Exercise:
Turn the stretch of the data that opens with the line containing "the reflective stripe" and closes with the line containing "[[341, 16], [554, 57]]", both included, into a Markdown table with the columns Row and Line. Give each line its own numbered row and leave out blank lines.

Records supplied:
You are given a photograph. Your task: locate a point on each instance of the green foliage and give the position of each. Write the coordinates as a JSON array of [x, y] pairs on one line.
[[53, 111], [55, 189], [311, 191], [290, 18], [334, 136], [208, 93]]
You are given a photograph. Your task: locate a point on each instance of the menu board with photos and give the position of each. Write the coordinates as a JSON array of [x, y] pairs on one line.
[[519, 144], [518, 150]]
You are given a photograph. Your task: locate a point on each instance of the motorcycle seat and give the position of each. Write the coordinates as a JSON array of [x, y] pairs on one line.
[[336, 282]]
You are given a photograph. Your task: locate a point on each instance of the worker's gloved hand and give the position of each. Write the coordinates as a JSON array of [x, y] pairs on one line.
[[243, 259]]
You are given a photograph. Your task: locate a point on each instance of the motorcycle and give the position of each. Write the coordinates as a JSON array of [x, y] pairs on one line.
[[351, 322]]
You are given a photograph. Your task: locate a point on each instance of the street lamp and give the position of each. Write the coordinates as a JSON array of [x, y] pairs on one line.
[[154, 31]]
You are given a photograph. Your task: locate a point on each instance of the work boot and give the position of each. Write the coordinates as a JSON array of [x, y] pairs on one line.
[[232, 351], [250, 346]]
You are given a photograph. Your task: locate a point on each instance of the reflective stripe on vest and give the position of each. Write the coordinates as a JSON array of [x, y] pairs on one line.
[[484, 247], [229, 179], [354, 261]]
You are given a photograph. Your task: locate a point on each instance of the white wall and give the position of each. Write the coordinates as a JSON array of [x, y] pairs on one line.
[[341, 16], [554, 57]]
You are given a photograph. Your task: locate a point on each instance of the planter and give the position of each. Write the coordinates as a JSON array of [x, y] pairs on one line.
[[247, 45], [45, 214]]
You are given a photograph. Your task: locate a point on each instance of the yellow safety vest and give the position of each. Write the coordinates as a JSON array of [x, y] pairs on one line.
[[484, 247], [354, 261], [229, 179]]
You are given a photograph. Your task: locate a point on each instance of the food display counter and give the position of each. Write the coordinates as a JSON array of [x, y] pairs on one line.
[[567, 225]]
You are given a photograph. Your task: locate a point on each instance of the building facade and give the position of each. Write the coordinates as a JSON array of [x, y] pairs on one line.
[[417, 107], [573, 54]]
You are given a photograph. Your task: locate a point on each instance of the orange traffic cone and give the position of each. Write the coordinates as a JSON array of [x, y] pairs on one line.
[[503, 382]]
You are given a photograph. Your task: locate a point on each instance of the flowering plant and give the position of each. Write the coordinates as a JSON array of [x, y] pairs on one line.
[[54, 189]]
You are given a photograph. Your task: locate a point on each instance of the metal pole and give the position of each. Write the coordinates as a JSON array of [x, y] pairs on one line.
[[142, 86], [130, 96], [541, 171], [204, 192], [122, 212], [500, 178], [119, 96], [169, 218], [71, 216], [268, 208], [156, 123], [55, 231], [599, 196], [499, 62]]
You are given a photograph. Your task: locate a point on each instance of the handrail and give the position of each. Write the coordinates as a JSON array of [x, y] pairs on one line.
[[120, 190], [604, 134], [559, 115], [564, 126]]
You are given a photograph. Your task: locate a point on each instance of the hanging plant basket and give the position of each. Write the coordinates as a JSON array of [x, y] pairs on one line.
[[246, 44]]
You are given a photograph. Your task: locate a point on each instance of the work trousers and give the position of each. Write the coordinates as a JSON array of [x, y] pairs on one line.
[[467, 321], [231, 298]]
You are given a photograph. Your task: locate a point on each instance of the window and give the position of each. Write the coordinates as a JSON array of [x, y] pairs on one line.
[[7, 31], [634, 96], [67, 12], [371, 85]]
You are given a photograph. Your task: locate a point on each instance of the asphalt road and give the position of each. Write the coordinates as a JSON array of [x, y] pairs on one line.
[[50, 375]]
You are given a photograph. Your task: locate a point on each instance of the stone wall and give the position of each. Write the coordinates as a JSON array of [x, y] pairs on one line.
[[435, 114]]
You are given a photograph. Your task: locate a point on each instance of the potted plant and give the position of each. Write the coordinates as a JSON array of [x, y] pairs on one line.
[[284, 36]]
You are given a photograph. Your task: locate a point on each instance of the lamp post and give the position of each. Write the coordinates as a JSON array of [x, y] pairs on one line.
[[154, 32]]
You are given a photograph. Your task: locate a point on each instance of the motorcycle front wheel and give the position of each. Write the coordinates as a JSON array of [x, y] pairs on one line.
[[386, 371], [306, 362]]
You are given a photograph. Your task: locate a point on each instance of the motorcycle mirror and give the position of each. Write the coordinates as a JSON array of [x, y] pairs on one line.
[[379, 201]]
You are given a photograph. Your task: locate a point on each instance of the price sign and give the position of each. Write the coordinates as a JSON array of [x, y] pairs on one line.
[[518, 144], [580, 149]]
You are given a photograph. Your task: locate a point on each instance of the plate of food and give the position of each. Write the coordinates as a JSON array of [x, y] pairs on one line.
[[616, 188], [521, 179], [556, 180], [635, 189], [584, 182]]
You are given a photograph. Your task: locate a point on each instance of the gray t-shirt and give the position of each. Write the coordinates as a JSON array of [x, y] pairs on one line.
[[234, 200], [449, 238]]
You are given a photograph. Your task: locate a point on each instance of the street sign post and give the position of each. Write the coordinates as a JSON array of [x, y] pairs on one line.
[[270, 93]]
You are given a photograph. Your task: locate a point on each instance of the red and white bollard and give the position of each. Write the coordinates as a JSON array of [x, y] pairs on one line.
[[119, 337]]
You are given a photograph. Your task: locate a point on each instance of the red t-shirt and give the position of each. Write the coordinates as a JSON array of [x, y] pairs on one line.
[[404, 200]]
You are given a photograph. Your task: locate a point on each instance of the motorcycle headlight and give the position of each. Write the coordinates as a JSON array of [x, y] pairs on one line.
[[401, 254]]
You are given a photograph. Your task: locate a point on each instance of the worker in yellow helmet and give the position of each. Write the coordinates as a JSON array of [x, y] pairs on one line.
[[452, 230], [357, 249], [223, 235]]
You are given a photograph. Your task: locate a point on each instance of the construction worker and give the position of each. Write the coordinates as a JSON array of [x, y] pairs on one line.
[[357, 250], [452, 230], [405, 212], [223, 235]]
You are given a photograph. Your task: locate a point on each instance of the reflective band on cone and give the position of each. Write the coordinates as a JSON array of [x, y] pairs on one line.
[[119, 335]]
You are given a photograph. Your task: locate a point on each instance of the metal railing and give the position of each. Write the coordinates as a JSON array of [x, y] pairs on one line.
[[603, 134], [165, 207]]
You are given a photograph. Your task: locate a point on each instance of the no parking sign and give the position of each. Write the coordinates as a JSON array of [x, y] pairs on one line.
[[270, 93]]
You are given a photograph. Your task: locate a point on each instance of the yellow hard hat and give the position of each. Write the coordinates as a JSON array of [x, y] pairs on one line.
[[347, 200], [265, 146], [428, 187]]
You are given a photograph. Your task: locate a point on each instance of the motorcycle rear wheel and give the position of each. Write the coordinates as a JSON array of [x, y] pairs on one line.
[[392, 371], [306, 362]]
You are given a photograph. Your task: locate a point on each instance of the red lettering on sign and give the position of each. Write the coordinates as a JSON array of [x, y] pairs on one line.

Result below:
| Row | Line |
|---|---|
| 1 | You are given a photograph. Your task: locate a point on each instance of the reflective stripe on vest and give the position of each. Write the coordinates as a JSON array of [x, y] pairs on one line. |
| 2 | [[484, 247], [229, 179], [354, 261]] |
| 3 | You are given a photograph. Your task: locate a point on each instance of the white wall and give the position of each. Write the coordinates as a JSON array of [x, y] pairs on one line. |
| 4 | [[341, 16], [554, 57]] |